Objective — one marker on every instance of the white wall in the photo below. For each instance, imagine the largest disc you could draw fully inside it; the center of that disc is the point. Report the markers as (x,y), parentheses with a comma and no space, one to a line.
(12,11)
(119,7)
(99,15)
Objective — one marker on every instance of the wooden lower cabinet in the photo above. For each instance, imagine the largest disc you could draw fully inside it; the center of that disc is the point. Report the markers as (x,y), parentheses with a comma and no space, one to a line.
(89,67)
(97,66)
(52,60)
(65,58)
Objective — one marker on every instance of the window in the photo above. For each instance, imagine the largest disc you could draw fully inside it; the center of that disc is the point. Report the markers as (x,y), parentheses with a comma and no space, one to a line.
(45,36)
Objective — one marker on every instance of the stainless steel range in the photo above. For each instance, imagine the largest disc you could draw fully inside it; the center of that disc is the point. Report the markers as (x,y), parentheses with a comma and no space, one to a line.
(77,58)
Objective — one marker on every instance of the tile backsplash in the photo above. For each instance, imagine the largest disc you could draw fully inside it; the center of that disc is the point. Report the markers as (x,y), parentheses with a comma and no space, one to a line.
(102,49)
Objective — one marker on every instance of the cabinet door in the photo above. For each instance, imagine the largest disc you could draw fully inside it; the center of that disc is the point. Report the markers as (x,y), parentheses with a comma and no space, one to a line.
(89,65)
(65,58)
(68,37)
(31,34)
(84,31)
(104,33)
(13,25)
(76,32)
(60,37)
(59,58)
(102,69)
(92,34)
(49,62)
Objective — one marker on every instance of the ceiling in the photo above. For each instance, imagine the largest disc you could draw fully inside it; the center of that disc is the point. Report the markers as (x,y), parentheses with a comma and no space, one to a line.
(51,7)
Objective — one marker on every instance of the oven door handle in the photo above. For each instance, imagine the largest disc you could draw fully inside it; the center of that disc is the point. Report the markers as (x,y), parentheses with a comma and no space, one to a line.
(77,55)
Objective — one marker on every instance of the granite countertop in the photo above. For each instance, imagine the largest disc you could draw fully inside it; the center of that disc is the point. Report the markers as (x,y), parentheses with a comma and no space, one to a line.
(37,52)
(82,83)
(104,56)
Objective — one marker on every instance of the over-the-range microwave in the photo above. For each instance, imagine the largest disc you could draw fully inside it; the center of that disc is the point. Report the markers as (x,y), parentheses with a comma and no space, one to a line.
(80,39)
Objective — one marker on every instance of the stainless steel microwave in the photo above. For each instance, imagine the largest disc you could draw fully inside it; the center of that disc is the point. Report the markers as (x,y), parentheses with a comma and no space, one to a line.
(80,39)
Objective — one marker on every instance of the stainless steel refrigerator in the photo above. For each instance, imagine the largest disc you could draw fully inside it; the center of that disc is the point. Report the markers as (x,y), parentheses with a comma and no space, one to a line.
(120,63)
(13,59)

▶ [Short task]:
Copy the material above, line for line.

▶ [Finished exercise]:
Objective — one marker on every instance of the white wall in the photo below. For each instance, imagine the largest disc you could draw fully inside it; the center of that disc is the point. Report the markers as (x,y), parentheses with a comma and no space, one to a line.
(12,11)
(119,7)
(99,15)
Objective — one marker on every instance of the wooden lower cabinet in the photo above. For each instance, imagine the largest disc you could draw fully inside it; the center of that disc is the point. Report the markers as (x,y), parentheses with a comma and no space, one to a line.
(89,67)
(97,66)
(52,60)
(65,58)
Objective — one marker on every instance of the window in the photo above. For each instance, imagine the largest disc you could draw fully inside it; the center of that disc is the point. Report the markers as (x,y), parentheses with a comma and no space, one to a line.
(45,36)
Objective — one marker on every instance of the stainless steel range in the photo above. For each instance, imagine the largest disc you could draw fully inside it; the center of that disc is the point. Report the markers as (x,y), parentheses with a comma and no space, one to a line.
(77,58)
Objective — one marker on every instance of the tile backsplash in the photo above. For each instance, imagine the largest disc you could draw fully inside it; the center of that disc is the point. Report the markers as (x,y), parentheses with a comma and no space, one to a line.
(102,49)
Objective — one marker on every instance of the cabinet door in the photo above. For each instance, imagine the largest disc you could draw fully inside it; the center of that disc is the point. Report the markers as (x,y), parentheses with a comma and no space, one to a line.
(89,65)
(65,58)
(68,37)
(31,34)
(84,31)
(104,33)
(13,25)
(76,32)
(60,37)
(59,58)
(102,69)
(92,34)
(49,62)
Objective — one marker on every instance of the ceiling in the photo above. For each instance, imagine the largest disc you could draw fully inside it; the center of that disc is the point. Report the markers as (x,y), parentheses with a comma and no space, one to a line.
(51,7)
Objective — one marker on every instance of the oven door handle in the photo above. For each instance, imagine the largest disc you could draw fully inside it; the center of that disc is the point. Report the markers as (x,y), parentheses with a comma and no space, one to a line.
(77,55)
Objective — one marker on every instance of the granite countertop in the photo above. For each instance, imagine the largest disc you could draw fully inside it; the center of that disc is the point. Report the markers as (x,y), parentheses with a comma and no space, one to a line.
(37,52)
(82,83)
(104,56)
Objective — one marker on every instance of the over-the-range microwave in the photo above. For each instance, imagine the largest disc you could draw fully inside it; the center of that disc is the point. Report the markers as (x,y), parentheses with a comma and no space, one to a line.
(80,39)
Objective — one marker on every instance of the stainless steel microwave in the photo above. For each instance, imagine the largest disc you could draw fully inside it; the center of that disc is the point. Report the markers as (x,y), parentheses with a comma and no space, one to a line.
(80,39)
Objective — one marker on every instance of the stainless steel refrigerator in the photo above. For each instance, imagine the largest disc you could draw fully inside it; the center of that disc is the point. Report the markers as (x,y), parentheses with a comma and no space, one to a line.
(120,63)
(13,59)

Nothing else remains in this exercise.